Alıntı>
BAŞ İŞE, İŞ BAŞA

Işıl CINGILLIOĞLU

VAN 27.10.2016 19:03:49 0
BAŞ İŞE, İŞ BAŞA
Tarih: 01.01.0001 00:00
 Dünya ve ahirette aklımın, kalbimin, dilimin değdiği en büyük, en kıymetli, en gerçek sözle aramdaki mesafeden utanıyorum. Ben idrakine ve şehadet sorumluluğuna yabancılığımla salih misin, muhlis mi sorusu düşüyor aklımın ucundan aşağı. Aklımın, vicdanımın ve irademin nabzını ölçmeliyim şehadetle. Kendimi ıslah etmeliyim. Kendimi bilmeli, bulmalı düzeltmeliyim önce. Özne olmalıyım… İlk işim bu! Nesne isem, özgür değilim. Özne değilsem, salih de değilim, muhlis de… Ben idraki ve şehadet sorumluluğu üzerinden yapılandırdığım ubudiyeti kesintisiz uygulayamıyorsam…
Salih misin, muhlis mi diye sordum kendime. Bu modern dünyada ne kadar öksüz ve yetim bu kavramlar ve ne kadar yersiz yurtsuz kaldılar. Niye böyle oldu?
İnsan birbirine değmeden yaşayamaz. Teknoloji çağındayız. Bilgi, haber, iletişim hızının getirileri ile çok daha yakınız birbirimize. Hayatımız, bir şekilde, hep başka hayatlara dokunuyor. Bu kolay yakınlığın bedelini ödediğimiz söylenemez. İletişebilme imkanına sahip olmamıza rağmen, müthiş bir kayıtsızlık, sorumsuzluk ve vefasızlık kapladı hepimizi. Hız ve hazla uyuştukça uyuşuyoruz. Manevra kabiliyetini kaybeden bir araba gibiyiz. Öznesi değiliz hayatlarımızın. Kaptanı biz değiliz sanki kendi insanlığımızın. Bize sunulan; ’’ye, iç, gez, dolaş, keyfine bak…’’ emrine uyan piyadeleriz. “Kafana takma, işine bak, bana ne/sana ne, hiç işim olmaz, boşver…” ninnileriyle uyuyan, bireyci ve bencil koyunlar olarak tek sıra halinde otlatılıyoruz. Dünyadan almamız istenen “keyif ”, dünyaya vermemiz istenen ise “insanlığımız”.
Oysa biz böyle konuşmamıştık, kavlimiz böyle değildi. Bize sunulan teklif bu değildi; altına imza attığım sözleşme başkaydı. İman ve salih amel birlikteliği istenen “BEN”, bu sarp yokuşun tüm basamaklarını anlamdan soyutladım. Yap-etlere indirgedim, amaçsız taklitlere, şuursuz ritüellere, körü körüne kabullere, manasız, özsüz, ruhsuz şekillere hapsettim. Yolumu kaybettim. İpin ucunu kaçırdım. Kendime zulmettim.

Alıştırmalar>
a) Alıntıya göre şu soruları cevapla:
(i) Anlatan kişi kendine hangi soruyu sorduğunu söylüyor?
(ii) Manevra kabiliyetini kaybetmiş olarak neye benzetiliyoruz?
(iii) Dünyaya vermemiz istenen şey ne?
b) Alıntıda "Işıl CINGILLIOĞLU" sözlerinden başlayıp "Niye böyle oldu?" sözlerine kadar, bu sözler de dahil olmak üzere bölümü hiç değiştirmeden geri ver.

Kaynak veriler>

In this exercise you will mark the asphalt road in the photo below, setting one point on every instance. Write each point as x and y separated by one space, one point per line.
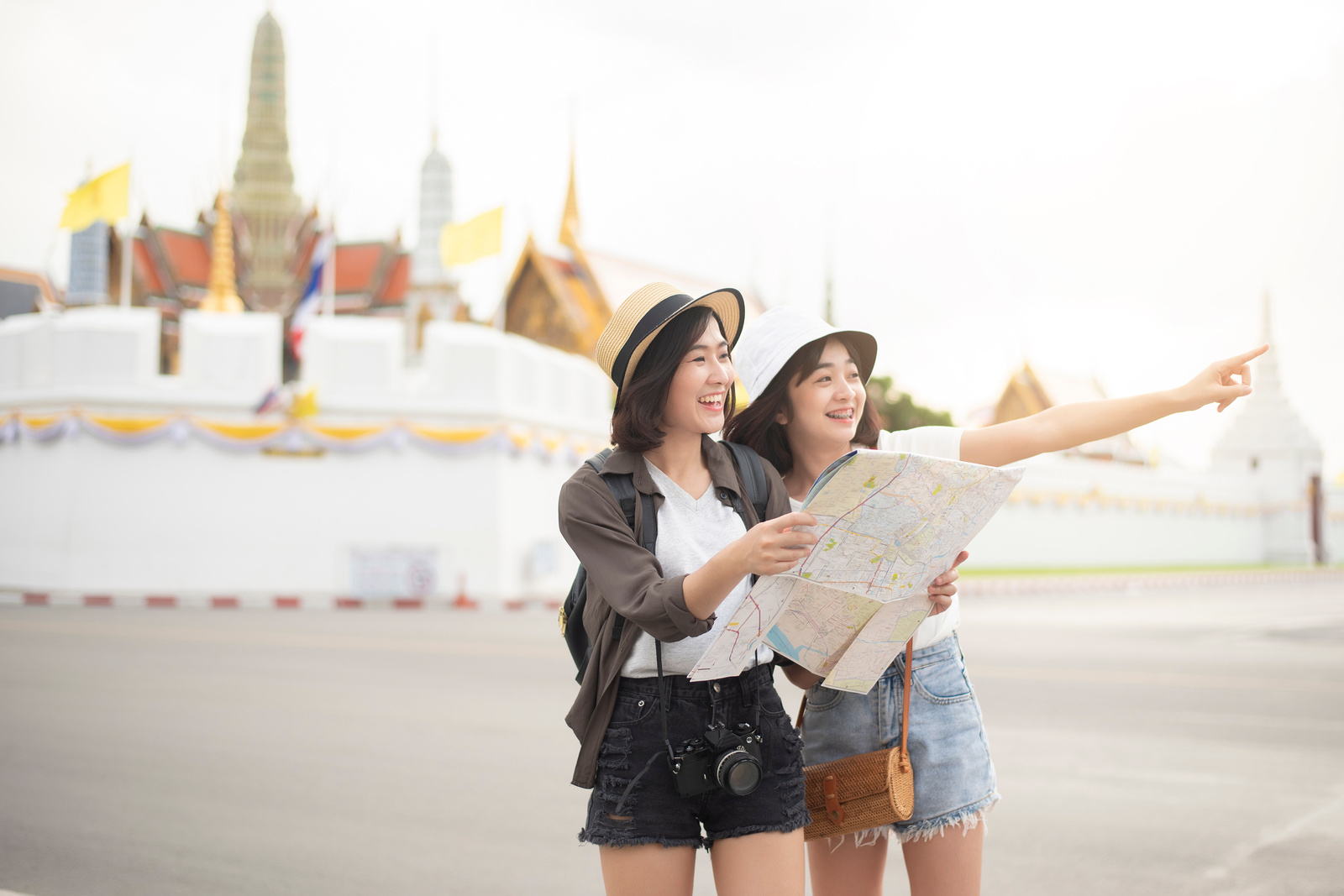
1160 741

Cevaplar aşağıda>
a)
(i) "Salih misin, muhlis mi?"
(ii) Bir arabaya.
(iii) İnsanlığımız.

b)
Işıl CINGILLIOĞLU

VAN 27.10.2016 19:03:49 0
BAŞ İŞE, İŞ BAŞA
Tarih: 01.01.0001 00:00
 Dünya ve ahirette aklımın, kalbimin, dilimin değdiği en büyük, en kıymetli, en gerçek sözle aramdaki mesafeden utanıyorum. Ben idrakine ve şehadet sorumluluğuna yabancılığımla salih misin, muhlis mi sorusu düşüyor aklımın ucundan aşağı. Aklımın, vicdanımın ve irademin nabzını ölçmeliyim şehadetle. Kendimi ıslah etmeliyim. Kendimi bilmeli, bulmalı düzeltmeliyim önce. Özne olmalıyım… İlk işim bu! Nesne isem, özgür değilim. Özne değilsem, salih de değilim, muhlis de… Ben idraki ve şehadet sorumluluğu üzerinden yapılandırdığım ubudiyeti kesintisiz uygulayamıyorsam…
Salih misin, muhlis mi diye sordum kendime. Bu modern dünyada ne kadar öksüz ve yetim bu kavramlar ve ne kadar yersiz yurtsuz kaldılar. Niye böyle oldu?